**INSTRUCTION**.
Lay out the lines from the one containing "Would you be able to mark the rocky" through the final line of the rows below, both included, as a JSON list of strings. Use one string per line and leave out any blank lines.

----- GIVEN INFORMATION

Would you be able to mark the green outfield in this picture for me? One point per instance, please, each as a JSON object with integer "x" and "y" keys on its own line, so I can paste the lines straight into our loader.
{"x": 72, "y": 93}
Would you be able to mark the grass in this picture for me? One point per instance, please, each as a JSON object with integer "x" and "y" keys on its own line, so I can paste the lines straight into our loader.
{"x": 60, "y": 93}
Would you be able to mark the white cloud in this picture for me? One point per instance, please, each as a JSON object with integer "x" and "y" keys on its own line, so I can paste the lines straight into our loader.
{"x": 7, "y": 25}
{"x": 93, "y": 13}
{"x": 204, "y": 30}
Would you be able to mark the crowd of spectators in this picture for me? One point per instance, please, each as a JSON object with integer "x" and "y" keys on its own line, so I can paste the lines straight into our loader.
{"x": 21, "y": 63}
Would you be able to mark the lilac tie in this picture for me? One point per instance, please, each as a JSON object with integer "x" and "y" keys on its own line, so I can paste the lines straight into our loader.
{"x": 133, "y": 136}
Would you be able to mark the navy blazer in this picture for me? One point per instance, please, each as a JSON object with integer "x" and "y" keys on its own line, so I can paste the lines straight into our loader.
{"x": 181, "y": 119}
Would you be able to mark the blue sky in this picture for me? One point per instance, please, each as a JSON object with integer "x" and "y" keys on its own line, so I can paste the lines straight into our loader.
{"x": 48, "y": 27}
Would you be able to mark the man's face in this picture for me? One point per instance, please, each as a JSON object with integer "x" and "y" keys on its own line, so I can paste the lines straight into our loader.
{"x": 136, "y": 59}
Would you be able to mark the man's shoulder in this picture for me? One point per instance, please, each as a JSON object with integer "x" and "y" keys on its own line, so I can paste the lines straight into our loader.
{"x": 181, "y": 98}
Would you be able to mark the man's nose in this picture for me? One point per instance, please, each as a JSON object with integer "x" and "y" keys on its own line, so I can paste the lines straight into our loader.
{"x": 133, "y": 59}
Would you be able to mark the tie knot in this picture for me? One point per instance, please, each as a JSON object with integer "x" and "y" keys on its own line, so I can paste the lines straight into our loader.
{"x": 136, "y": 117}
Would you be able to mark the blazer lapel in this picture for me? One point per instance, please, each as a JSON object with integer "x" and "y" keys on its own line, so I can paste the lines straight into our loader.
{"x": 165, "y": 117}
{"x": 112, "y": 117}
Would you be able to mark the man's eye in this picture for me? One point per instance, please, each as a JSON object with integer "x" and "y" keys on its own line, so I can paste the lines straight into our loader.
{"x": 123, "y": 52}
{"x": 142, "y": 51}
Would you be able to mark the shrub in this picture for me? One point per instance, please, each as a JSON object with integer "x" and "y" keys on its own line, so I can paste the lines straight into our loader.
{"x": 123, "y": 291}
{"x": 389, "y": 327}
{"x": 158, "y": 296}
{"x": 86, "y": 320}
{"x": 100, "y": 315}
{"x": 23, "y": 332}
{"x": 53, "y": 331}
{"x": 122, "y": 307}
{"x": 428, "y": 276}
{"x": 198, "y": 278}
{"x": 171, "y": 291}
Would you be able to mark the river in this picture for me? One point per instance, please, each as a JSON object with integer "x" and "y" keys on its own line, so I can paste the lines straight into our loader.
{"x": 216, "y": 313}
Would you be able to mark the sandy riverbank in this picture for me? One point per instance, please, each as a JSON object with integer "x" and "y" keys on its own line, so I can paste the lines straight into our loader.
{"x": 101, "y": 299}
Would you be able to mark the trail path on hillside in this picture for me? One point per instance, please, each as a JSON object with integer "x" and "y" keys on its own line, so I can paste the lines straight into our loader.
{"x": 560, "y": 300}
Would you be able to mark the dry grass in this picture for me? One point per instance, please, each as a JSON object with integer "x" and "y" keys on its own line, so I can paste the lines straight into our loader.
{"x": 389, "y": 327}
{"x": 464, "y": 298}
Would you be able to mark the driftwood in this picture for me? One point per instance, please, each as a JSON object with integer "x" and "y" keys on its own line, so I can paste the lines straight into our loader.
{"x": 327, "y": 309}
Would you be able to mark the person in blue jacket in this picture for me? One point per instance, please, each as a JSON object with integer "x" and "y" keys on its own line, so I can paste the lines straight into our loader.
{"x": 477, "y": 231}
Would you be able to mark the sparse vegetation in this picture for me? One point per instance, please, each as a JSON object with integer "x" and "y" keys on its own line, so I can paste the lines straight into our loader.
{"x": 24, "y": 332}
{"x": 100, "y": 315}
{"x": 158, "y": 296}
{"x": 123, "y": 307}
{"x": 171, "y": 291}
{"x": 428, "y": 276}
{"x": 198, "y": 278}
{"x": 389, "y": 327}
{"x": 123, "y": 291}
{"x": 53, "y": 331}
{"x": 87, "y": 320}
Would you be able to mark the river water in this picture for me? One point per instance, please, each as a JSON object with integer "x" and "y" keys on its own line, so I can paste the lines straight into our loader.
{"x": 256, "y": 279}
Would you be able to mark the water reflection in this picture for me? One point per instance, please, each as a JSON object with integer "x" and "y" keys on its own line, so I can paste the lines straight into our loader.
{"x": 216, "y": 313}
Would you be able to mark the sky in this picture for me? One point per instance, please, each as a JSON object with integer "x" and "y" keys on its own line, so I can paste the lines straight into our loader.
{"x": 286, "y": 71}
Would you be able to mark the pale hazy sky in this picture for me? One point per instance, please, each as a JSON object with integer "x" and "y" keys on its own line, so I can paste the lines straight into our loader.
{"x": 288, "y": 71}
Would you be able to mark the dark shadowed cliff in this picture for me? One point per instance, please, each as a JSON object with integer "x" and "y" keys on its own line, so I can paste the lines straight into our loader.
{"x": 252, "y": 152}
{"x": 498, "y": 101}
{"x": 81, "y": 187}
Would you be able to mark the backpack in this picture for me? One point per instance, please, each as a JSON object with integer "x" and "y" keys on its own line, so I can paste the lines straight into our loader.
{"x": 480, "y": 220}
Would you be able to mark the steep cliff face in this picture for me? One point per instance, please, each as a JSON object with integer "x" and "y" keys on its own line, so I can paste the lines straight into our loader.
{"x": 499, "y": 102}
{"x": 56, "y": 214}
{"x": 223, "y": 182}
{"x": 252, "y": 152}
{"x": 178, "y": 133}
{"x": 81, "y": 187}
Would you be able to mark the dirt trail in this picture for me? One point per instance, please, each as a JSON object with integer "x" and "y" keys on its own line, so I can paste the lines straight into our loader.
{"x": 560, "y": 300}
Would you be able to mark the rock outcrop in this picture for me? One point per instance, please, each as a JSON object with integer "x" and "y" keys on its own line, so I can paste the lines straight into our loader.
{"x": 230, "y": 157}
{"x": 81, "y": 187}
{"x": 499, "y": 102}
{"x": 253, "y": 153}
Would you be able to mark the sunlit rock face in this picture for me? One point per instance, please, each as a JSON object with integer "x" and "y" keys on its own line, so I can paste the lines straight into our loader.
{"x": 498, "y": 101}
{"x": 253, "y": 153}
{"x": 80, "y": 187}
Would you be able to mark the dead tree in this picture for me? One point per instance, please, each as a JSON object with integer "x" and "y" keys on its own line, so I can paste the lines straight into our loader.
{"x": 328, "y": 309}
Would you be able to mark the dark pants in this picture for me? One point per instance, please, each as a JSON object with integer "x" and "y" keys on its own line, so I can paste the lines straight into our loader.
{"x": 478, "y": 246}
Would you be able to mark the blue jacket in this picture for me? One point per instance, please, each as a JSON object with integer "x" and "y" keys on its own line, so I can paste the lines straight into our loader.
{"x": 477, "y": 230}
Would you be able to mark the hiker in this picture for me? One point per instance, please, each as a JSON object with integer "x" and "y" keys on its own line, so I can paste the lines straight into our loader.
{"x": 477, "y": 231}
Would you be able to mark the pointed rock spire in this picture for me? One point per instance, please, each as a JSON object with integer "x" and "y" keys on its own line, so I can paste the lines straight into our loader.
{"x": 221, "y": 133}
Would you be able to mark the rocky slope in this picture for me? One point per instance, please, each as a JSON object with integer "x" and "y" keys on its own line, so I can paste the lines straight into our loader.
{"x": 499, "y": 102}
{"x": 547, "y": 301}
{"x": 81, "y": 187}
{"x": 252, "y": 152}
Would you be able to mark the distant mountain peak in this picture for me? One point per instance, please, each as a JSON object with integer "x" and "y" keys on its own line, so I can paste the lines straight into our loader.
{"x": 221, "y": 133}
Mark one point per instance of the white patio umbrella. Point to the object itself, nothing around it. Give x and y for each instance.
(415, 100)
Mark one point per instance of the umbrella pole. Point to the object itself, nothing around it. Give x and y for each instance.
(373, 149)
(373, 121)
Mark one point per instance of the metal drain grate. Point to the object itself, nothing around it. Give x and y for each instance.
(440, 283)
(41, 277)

----------

**EXPECTED ANSWER**.
[
  "Would you be able to mark the rocky slope in this picture for me? One point per instance, please, each as a JSON object with integer \"x\" and \"y\" keys on its own line, so I can paste the lines straight into our loader.",
  "{\"x\": 499, \"y\": 102}",
  "{\"x\": 547, \"y\": 301}",
  "{\"x\": 81, \"y\": 187}",
  "{\"x\": 252, \"y\": 152}",
  "Would you be able to mark the distant mountain peak in this picture for me? One point per instance, please, each as a JSON object with integer \"x\" and \"y\" keys on its own line, so I can paste the lines straight into our loader.",
  "{\"x\": 221, \"y\": 133}",
  "Mark one point per instance of the white patio umbrella. Point to the object itself, nothing around it. Give x and y for each instance.",
  "(415, 100)",
  "Mark one point per instance of the umbrella pole. Point to the object itself, nothing around it. Give x and y for each instance.",
  "(373, 149)",
  "(373, 121)",
  "Mark one point per instance of the metal drain grate. Point to the object itself, nothing around it. Give x and y for each instance.",
  "(440, 283)",
  "(41, 277)"
]